• **DIRECTION**:
Reproduce each line of the listing below verbatim.

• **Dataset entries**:
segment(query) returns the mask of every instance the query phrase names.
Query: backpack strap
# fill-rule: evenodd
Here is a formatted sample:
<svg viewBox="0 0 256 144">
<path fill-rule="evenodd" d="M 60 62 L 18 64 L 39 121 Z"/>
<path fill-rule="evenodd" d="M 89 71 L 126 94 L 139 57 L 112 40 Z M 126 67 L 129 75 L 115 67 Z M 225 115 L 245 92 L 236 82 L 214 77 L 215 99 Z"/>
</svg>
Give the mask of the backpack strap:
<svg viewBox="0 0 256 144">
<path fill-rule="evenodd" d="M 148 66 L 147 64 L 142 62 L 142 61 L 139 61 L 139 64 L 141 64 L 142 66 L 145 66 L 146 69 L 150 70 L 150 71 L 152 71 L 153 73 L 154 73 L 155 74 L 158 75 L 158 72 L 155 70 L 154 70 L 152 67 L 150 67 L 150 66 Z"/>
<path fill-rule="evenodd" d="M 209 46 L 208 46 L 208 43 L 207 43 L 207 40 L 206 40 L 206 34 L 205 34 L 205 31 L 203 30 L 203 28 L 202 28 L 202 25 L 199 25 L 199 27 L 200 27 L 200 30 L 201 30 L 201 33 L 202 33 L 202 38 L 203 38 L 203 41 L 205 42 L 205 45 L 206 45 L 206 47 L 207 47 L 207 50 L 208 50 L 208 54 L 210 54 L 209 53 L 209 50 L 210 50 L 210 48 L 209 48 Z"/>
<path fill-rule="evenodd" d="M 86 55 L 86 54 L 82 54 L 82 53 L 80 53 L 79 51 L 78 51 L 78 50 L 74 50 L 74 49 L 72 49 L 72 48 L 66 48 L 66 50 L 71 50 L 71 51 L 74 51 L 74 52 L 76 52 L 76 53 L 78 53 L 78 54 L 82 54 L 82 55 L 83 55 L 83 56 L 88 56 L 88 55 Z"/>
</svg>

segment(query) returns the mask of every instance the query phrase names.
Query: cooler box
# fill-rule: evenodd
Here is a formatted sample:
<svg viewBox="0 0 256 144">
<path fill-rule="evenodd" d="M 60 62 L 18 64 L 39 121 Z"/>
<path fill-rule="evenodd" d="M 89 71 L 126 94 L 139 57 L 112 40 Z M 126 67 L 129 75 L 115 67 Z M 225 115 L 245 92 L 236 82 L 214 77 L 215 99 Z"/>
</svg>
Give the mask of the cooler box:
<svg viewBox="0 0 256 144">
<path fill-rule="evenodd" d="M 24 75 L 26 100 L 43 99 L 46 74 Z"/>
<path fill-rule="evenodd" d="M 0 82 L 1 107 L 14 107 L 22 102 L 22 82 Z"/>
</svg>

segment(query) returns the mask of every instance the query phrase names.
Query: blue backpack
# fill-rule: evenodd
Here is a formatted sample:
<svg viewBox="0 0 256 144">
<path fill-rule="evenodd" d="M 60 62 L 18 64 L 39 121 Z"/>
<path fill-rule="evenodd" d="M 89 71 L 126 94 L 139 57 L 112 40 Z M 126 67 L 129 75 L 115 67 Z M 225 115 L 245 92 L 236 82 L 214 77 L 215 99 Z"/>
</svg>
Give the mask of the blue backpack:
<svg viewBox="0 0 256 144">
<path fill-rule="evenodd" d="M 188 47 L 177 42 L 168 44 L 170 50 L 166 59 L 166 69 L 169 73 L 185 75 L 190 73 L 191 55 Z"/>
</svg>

• **RESULT OF THE EXERCISE**:
segment(query) returns the mask of every instance the query phrase names.
Query: backpack strap
# fill-rule: evenodd
Here is a formatted sample:
<svg viewBox="0 0 256 144">
<path fill-rule="evenodd" d="M 60 62 L 18 64 L 39 121 Z"/>
<path fill-rule="evenodd" d="M 89 71 L 126 94 L 139 57 L 112 40 Z M 126 67 L 129 75 L 115 67 Z M 225 115 L 245 92 L 236 82 L 214 77 L 215 99 Z"/>
</svg>
Give the mask of the backpack strap:
<svg viewBox="0 0 256 144">
<path fill-rule="evenodd" d="M 148 66 L 147 64 L 142 62 L 142 61 L 139 61 L 139 64 L 141 64 L 142 66 L 145 66 L 146 69 L 150 70 L 150 71 L 152 71 L 153 73 L 154 73 L 155 74 L 158 75 L 158 72 L 155 70 L 154 70 L 152 67 L 150 67 L 150 66 Z"/>
<path fill-rule="evenodd" d="M 209 46 L 208 46 L 208 43 L 207 43 L 207 40 L 206 40 L 206 34 L 205 34 L 205 31 L 203 30 L 203 28 L 202 28 L 202 25 L 199 25 L 199 27 L 200 27 L 200 30 L 201 30 L 201 33 L 202 33 L 202 38 L 203 38 L 203 41 L 205 42 L 205 45 L 206 45 L 206 47 L 207 47 L 207 50 L 208 50 L 208 54 L 210 54 L 209 53 L 209 50 L 210 50 L 210 48 L 209 48 Z"/>
<path fill-rule="evenodd" d="M 86 55 L 86 54 L 82 54 L 82 53 L 80 53 L 79 51 L 78 51 L 78 50 L 74 50 L 74 49 L 72 49 L 72 48 L 66 48 L 66 50 L 71 50 L 71 51 L 74 51 L 74 52 L 76 52 L 76 53 L 78 53 L 78 54 L 82 54 L 82 55 L 83 55 L 83 56 L 88 56 L 88 55 Z"/>
</svg>

segment(query) returns the mask of every instance the query phrase names.
Query: cooler box
# fill-rule: evenodd
Here is a formatted sample:
<svg viewBox="0 0 256 144">
<path fill-rule="evenodd" d="M 60 62 L 18 64 L 39 121 Z"/>
<path fill-rule="evenodd" d="M 89 71 L 126 94 L 139 57 L 112 40 Z M 126 67 L 129 75 L 115 67 Z M 225 115 L 245 92 L 236 82 L 214 77 L 215 99 Z"/>
</svg>
Give the mask of the cooler box:
<svg viewBox="0 0 256 144">
<path fill-rule="evenodd" d="M 24 75 L 26 100 L 43 99 L 46 74 Z"/>
<path fill-rule="evenodd" d="M 0 82 L 1 107 L 14 107 L 22 102 L 22 82 Z"/>
</svg>

segment(query) returns the mask of every instance the query phrase names.
Query: blue backpack
# fill-rule: evenodd
Here is a formatted sample:
<svg viewBox="0 0 256 144">
<path fill-rule="evenodd" d="M 60 62 L 18 64 L 39 121 Z"/>
<path fill-rule="evenodd" d="M 89 71 L 126 94 L 139 57 L 112 40 Z M 126 67 L 129 75 L 115 67 Z M 225 115 L 245 92 L 236 82 L 214 77 L 215 99 Z"/>
</svg>
Give the mask of the blue backpack:
<svg viewBox="0 0 256 144">
<path fill-rule="evenodd" d="M 188 47 L 177 42 L 168 44 L 170 50 L 166 59 L 166 69 L 169 73 L 185 75 L 190 73 L 191 55 Z"/>
</svg>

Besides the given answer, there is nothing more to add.